> [GOAL] Copy the lines below word for word, starting with the line that contains "target: rear quarter panel" and going on through the last line.

Segmentation labeling lines:
• • •
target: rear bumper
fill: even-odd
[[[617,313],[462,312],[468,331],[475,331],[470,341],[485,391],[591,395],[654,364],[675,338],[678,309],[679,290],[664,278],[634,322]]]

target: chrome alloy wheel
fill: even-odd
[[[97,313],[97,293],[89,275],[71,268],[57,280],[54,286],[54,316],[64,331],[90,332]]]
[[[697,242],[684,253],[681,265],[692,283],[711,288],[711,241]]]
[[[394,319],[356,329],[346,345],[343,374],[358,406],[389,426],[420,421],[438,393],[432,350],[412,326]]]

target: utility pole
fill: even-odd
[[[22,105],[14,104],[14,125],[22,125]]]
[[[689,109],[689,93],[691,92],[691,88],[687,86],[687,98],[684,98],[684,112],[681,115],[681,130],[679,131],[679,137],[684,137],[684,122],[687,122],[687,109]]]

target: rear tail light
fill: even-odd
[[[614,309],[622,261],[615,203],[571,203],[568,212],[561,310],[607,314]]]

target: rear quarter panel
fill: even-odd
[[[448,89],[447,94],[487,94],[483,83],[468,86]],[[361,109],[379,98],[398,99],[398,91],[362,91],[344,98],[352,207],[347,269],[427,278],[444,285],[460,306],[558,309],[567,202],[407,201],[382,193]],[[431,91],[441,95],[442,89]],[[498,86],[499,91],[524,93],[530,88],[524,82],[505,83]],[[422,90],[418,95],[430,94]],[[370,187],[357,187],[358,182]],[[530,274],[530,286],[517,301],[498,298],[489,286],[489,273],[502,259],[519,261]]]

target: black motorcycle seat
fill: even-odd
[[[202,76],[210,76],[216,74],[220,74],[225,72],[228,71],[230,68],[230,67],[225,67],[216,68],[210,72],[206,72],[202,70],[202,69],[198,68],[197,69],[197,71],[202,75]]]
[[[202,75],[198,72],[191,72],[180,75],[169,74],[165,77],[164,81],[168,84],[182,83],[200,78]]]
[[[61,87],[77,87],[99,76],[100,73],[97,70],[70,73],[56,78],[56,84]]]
• • •
> [FINISHED TASK]
target: rear quarter panel
fill: even-odd
[[[448,89],[447,94],[487,94],[483,83],[468,86]],[[361,109],[379,98],[398,99],[398,91],[362,91],[344,98],[352,207],[347,269],[427,278],[444,285],[460,306],[558,309],[567,202],[407,201],[382,193]],[[431,91],[441,95],[442,89]],[[498,86],[499,91],[524,93],[530,88],[524,82],[505,83]],[[422,90],[418,95],[430,94]],[[370,187],[357,187],[358,182]],[[530,274],[530,286],[517,301],[498,298],[489,286],[489,273],[502,259],[519,261]]]

target: black motorcycle seat
fill: even-odd
[[[202,76],[210,76],[216,74],[220,74],[225,72],[228,71],[230,68],[230,67],[225,67],[216,68],[210,72],[206,72],[202,70],[202,69],[198,68],[197,69],[197,71],[202,75]]]
[[[202,75],[198,72],[191,72],[180,75],[169,74],[165,77],[164,81],[168,84],[182,83],[200,78]]]
[[[61,87],[77,87],[99,76],[100,73],[97,70],[70,73],[56,78],[56,84]]]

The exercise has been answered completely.